[Excerpt provided — start]

Dempsey notes that recurring premium income for the period grew by 3% for risk policies, retirement annuities and endowment policies. Credit life policies, however, experienced a 23% decline in premium income in the first half of 2013, resulting in an overall 2% decline for total recurring premiums.

Single premium policies (investment policies, living annuities, compulsory annuities, retirement annuities), on the other hand, showed strong growth in the first half of this year. Consumers bought just over 95 000 single premium policies between January and June this year worth premiums of R39 billion. This represents a 13% growth in new single premiums.

Dempsey says total new premiums for the first six months of 2013 amounted to R47.5 billion, a healthy 10% increase over the R44.7 billion collected in the previous half year ended December 2012.

Benefit payments

Paying benefits to policyholders is the core business of the long-term insurance industry. Therefore, says Dempsey, a healthy increase in benefit payments is always good news for policyholders.
In the first half of this year the life industry paid R155 billion in benefits to policyholders, beneficiaries, and pension fund members as a result of death and disability claims, maturity pay-outs and pension, annuity and other payments. This is 27% more than was paid out in the second half of last year when total benefit payments amounted to R121 billion.

Dempsey points out that of the total benefits paid, R14.3 billion constituted death benefits paid to beneficiaries of individual and Group life cover. A total of R4 billion was paid in disability cover from individual policies and Group cover.

Surrenders and lapses

A policy is surrendered when the policyholder stops paying premiums and withdraws the fund value before maturity. Only savings and investment policies can be surrendered and the policyholder is then paid the fund value less any unrecovered costs.

The value of surrendered policies increased by 18% from R22.4 billion in the second half of 2012 to R26.4 billion in the first half of 2013.

Dempsey explains that the value of surrendered policies must be seen in the context of the total value of in force policies - a large portion of the life industry’s R1.8 trillion assets - and not just the new investment business written.

He says the increase in surrender values does not come as a surprise, given the state of the economy, the relentless increases in the fuel price and subsequently consumer goods, and job losses.

[Excerpt provided — finish]

Parts of the exercise -
- a) Reproduce the part of the life insurance text from "Dempsey notes that" up to and including "new single premiums.".
- b) Carry on the text about life insurance results from its last sentence.
The items that follow come from a different source and are unrelated to the text about life insurance results.

[Stored data — start]

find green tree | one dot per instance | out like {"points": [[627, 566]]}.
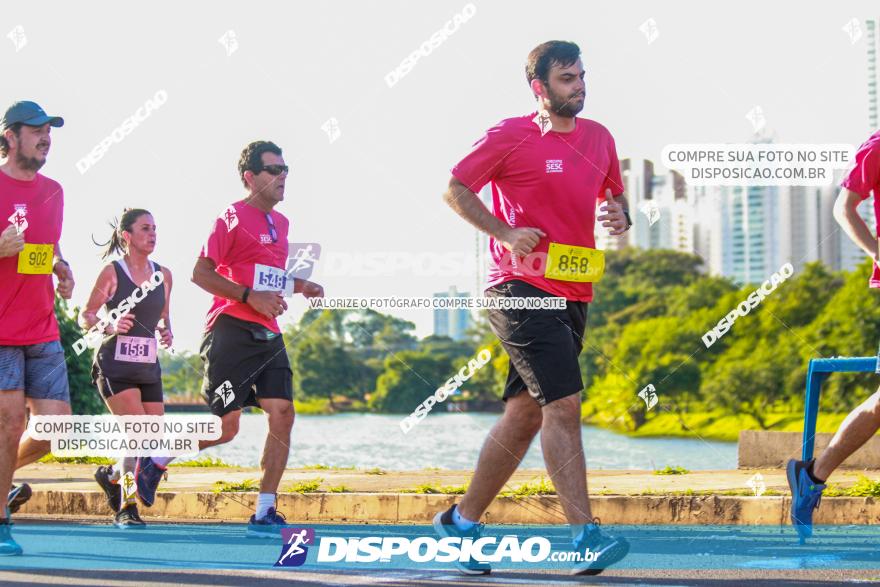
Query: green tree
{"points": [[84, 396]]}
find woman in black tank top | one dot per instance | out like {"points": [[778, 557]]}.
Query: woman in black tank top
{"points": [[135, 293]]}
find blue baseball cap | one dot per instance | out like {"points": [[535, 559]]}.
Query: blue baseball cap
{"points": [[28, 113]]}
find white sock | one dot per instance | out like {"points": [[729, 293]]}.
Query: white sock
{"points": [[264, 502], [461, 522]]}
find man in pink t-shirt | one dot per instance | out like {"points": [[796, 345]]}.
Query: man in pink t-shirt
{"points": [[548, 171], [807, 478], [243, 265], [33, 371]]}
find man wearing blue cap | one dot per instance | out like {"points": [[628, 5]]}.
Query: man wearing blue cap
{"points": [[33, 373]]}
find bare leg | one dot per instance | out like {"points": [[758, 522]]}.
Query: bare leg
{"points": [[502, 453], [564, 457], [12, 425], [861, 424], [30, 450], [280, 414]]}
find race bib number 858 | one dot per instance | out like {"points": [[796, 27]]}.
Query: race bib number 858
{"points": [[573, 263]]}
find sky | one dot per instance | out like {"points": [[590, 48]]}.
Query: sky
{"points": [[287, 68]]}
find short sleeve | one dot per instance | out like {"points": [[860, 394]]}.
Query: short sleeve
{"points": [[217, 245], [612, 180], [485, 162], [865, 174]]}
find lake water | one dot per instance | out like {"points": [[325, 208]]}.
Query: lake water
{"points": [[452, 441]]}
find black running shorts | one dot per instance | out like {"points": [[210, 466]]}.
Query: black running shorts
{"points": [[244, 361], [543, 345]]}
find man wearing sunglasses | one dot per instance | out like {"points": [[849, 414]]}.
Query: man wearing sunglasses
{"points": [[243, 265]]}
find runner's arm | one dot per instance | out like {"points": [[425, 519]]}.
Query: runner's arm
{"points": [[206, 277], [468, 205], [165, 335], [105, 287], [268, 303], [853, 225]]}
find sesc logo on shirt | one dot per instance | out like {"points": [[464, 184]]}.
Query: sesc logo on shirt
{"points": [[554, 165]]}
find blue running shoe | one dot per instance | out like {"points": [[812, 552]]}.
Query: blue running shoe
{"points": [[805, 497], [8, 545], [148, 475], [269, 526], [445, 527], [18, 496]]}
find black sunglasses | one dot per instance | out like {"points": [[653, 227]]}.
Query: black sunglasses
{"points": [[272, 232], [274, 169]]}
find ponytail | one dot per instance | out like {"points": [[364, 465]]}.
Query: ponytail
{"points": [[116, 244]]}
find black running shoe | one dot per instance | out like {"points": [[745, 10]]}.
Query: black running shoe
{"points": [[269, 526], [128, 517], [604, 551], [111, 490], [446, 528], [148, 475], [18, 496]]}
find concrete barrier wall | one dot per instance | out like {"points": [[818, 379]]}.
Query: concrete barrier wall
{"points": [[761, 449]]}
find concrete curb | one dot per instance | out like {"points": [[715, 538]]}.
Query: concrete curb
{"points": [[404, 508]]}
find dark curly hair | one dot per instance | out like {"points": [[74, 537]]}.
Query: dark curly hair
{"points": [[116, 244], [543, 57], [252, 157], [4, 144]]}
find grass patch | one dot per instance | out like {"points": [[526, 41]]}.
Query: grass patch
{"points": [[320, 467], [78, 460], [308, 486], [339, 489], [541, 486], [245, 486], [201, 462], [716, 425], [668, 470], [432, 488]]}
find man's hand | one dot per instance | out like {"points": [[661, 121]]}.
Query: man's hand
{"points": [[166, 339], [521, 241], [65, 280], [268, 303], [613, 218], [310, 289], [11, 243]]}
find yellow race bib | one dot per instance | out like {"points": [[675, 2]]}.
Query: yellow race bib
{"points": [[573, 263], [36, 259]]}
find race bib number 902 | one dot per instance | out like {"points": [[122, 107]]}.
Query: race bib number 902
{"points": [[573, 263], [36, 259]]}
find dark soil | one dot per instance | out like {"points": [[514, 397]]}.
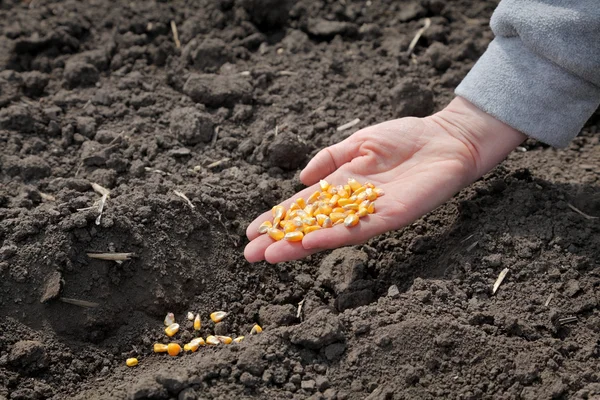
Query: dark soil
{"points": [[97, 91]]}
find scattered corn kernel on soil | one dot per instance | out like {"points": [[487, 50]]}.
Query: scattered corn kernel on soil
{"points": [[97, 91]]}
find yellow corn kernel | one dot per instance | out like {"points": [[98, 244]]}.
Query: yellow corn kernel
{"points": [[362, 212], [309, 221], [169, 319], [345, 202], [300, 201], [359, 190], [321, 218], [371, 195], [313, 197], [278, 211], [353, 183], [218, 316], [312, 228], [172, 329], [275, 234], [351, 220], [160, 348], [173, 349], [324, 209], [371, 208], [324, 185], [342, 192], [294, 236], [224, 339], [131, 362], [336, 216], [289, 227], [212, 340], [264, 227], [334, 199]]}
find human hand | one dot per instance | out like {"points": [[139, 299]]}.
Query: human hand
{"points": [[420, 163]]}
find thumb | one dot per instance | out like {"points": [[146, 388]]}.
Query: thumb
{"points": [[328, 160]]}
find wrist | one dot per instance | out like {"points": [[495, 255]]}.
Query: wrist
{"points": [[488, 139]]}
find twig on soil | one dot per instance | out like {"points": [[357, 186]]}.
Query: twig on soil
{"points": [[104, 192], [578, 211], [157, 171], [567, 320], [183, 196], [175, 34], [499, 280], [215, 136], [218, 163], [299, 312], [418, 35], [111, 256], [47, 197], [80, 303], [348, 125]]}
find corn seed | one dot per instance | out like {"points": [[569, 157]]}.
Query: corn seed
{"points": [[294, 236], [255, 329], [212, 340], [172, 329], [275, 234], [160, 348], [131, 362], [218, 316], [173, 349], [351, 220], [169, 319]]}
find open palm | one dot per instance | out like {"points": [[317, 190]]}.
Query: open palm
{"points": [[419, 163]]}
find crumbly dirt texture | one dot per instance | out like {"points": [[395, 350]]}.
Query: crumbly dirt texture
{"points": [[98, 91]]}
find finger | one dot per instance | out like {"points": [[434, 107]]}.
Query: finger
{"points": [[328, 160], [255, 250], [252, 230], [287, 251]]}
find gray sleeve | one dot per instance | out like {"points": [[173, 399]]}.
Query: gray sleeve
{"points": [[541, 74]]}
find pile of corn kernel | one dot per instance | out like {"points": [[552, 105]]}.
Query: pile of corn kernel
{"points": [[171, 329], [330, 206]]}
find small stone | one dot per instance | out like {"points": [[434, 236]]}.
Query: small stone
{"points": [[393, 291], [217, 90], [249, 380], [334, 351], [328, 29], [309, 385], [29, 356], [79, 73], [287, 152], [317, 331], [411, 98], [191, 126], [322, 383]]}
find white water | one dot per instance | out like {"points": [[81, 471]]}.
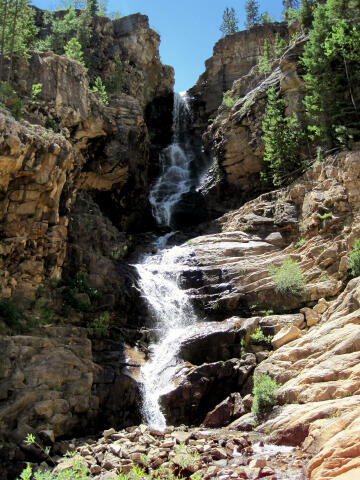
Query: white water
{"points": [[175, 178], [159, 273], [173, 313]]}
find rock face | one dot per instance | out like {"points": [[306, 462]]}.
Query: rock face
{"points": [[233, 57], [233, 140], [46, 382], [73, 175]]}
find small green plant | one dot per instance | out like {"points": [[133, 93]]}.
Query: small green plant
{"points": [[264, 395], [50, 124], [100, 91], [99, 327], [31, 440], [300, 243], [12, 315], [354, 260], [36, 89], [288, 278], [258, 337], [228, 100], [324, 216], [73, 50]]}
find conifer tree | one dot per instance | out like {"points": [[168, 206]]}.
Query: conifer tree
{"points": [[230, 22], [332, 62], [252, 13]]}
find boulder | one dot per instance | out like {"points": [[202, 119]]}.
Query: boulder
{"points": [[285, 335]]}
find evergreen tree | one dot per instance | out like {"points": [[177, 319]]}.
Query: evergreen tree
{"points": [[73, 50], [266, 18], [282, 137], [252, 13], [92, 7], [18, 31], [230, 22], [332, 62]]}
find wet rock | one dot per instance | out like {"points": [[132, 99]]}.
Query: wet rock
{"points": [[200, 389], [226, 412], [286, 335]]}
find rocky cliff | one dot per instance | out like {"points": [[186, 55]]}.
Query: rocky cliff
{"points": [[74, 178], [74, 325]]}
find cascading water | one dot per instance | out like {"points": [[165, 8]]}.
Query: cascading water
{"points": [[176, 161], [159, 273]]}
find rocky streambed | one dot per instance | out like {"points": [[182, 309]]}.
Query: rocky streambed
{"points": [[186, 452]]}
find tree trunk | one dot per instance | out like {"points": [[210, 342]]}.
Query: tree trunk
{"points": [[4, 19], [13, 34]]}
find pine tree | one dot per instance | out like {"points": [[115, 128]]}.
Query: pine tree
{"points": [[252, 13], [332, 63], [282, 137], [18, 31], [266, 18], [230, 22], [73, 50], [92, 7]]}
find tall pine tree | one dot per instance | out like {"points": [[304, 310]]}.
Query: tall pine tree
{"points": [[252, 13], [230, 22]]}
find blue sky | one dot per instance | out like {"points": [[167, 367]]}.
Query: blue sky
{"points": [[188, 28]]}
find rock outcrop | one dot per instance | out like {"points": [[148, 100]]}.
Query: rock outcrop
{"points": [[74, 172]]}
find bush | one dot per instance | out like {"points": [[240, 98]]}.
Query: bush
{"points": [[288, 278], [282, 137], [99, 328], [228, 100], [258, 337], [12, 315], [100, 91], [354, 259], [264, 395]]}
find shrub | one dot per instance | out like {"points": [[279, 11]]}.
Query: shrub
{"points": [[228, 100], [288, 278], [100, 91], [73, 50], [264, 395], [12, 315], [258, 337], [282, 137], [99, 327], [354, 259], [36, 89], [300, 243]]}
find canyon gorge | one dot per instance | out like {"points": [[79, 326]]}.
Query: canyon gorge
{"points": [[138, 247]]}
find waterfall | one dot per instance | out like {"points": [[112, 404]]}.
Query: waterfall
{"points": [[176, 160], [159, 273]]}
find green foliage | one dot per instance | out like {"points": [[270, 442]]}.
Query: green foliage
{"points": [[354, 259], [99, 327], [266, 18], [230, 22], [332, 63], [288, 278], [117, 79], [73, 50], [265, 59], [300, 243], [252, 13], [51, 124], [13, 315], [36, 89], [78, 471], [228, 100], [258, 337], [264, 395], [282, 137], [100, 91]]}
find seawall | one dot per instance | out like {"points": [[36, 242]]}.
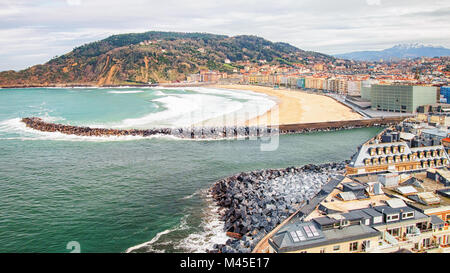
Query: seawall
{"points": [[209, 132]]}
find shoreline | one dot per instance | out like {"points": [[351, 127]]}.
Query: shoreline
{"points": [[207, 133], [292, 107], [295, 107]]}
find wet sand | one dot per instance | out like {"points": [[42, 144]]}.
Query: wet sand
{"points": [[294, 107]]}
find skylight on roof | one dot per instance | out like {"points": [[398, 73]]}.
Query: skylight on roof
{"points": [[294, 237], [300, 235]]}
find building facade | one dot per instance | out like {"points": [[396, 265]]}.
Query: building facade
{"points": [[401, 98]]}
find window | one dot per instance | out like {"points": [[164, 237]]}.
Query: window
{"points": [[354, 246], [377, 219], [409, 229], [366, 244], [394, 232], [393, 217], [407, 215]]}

[Stored data — finish]

Answer set -
- a)
Dempsey notes that recurring premium income for the period grew by 3% for risk policies, retirement annuities and endowment policies. Credit life policies, however, experienced a 23% decline in premium income in the first half of 2013, resulting in an overall 2% decline for total recurring premiums.

Single premium policies (investment policies, living annuities, compulsory annuities, retirement annuities), on the other hand, showed strong growth in the first half of this year. Consumers bought just over 95 000 single premium policies between January and June this year worth premiums of R39 billion. This represents a 13% growth in new single premiums.

- b)
"While it is understandable that consumers will tap into their investments when they are no longer able to make ends meet, we need to caution policyholders against cashing in their policies unless this is a last resort since it is almost impossible to make up the value lost in later years.”

A lapse occurs when the policyholder stops paying premiums before the fund value exceeds the unrecovered costs meaning that the paid-up (or surrender) value is zero. In the case of pure risk policies, a lapse causes no immediate financial loss for the policyholder, as there was no policy value. The policyholder does, however, lose valuable life or disability cover, which might not be available at the same premium again.

Dempsey welcomed the decrease in the number of policies lapsed in the first half of this year. Between January and the end of June 2013 the total number of lapsed policies (risk, credit life and savings and investment policies) decreased by 8%.

He comments that this is likely to be linked to the decline in credit life business. "As soon as a consumer cancels a debt or defaults on credit repayments, the credit life cover falls away. This is then recorded as a lapse.”

The changing face of the industry

Dempsey says the half-yearly statistics show a definite trend towards linked policies.
"Over the last seven half-yearly reporting periods there has been a consistent shift towards linked policies, to the point where these policies now make up 47% of all policies.

"At the current rate of growth, we expect linked policies to exceed non-linked policies within the next year.”

The values of linked policies (new generation policies) are linked to the market value of their underlying investments and do not offer guarantees. As a result their cost structures are different from those of old generation policies.